■ SEGÚN LA INFORMACIÓN ■
(a) Reproduce, del fragmento sobre la identidad de los blancos del Sur, todo lo que va desde "Asumir América es" hasta "un destino común.".
(b) Prosigue el fragmento sobre la identidad de los blancos del Sur a partir de su última oración.

■ FRAGMENTO DEL DOCUMENTO ■
....

Es muy difícil encontrar un punto de equilibrio, en el tema de la identidad de los blancos del Sur.
Por un lado, no tiene sentido que defender la raza como parte de la identidad, deba remitir forzosamente al nazismo, cosa que los europeos deberán resolver de un modo y los americanos seguramente de otro modo.
Por otro lado, la incorporación de la identidad blanca americana a la historia americana, remite casi siempre a una apología del mestizaje, en una acepción de criollo que no compartimos pero que predomina en gran parte del continente.
Asumir América es asumir una raza nueva dicen, la raza mestiza precisamente, creada por la conjunción de unos elementos que por obra de magia o de ideología, conforman esa nueva raza que comparte un destino común.
Como si una voluntad política pudiera definir y conformar una raza, desde una biología ambigua con una espiritualidad universal. Es cierto que América es un «crisol de razas», pero el crisol no puede ser una identidad, sino varias que se diluyen rápidamente en la nada.

....

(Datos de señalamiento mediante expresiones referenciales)

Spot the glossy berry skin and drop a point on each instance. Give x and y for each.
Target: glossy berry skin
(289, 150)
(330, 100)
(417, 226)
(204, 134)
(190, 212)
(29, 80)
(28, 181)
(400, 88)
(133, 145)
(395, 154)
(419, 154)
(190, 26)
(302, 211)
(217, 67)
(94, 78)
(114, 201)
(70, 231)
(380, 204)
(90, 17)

....

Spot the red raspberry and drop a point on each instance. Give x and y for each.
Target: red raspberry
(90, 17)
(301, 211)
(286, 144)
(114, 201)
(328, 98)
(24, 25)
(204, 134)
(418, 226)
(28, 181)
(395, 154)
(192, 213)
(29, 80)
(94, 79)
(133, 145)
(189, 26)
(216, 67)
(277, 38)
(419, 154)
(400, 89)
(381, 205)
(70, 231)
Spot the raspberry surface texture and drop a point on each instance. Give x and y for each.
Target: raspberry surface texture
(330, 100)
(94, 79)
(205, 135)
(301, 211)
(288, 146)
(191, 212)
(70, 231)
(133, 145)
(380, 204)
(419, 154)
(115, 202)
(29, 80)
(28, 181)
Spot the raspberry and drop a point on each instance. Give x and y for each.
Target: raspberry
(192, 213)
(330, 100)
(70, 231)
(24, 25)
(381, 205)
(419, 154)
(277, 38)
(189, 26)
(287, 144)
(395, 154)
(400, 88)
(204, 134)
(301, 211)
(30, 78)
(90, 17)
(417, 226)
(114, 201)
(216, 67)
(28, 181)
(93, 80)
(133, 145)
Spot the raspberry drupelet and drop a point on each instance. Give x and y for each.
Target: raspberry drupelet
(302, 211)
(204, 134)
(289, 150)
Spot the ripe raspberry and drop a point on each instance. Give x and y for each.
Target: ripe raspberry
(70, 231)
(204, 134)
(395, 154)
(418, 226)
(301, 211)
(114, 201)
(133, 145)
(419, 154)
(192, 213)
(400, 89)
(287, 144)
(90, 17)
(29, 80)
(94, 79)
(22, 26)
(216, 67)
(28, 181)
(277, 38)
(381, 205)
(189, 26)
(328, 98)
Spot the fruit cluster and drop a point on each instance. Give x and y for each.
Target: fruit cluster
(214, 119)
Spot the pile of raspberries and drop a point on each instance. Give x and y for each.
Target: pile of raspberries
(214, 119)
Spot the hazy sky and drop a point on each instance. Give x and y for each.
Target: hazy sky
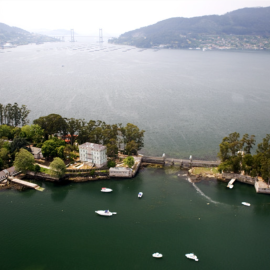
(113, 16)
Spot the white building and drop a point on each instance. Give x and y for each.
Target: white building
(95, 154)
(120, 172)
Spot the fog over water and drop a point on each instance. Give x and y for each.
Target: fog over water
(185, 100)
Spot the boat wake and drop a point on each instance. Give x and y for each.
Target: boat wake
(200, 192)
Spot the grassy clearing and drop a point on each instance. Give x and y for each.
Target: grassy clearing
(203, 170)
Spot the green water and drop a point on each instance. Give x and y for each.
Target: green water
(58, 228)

....

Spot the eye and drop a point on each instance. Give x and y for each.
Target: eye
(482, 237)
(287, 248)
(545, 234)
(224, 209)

....

■ RESPUESTAS DEL EJERCICIO ■
(a)
Asumir América es asumir una raza nueva dicen, la raza mestiza precisamente, creada por la conjunción de unos elementos que por obra de magia o de ideología, conforman esa nueva raza que comparte un destino común.

(b)
Sólo el asumirnos blancos nos separa del resto, que nunca se definirá de tal modo. Se ha luchado mucho y aún se lucha: «contra los imperialismos», a los blancos también se les permite hacerlo, pero en tanto y en cuanto no se definan como tales.
El mestizaje sólo puede desembocar en un tipo de nacionalismo político territorial, pero nunca en un etno nacionalismo blanco, cosa que los pueblos indios, aborígenes o como se los quiera llamar sí comprenden muy bien para ellos mismos.
El estado plurinacional de Bolivia por ejemplo, no creo que entre sus «plurinaciones» reconozca ni considere la existencia de una nación blanca como tal. Tal es la hipocresía del racismo antiblanco, que en su universo plural, sólo reserva para nosotros el genocidio blanco.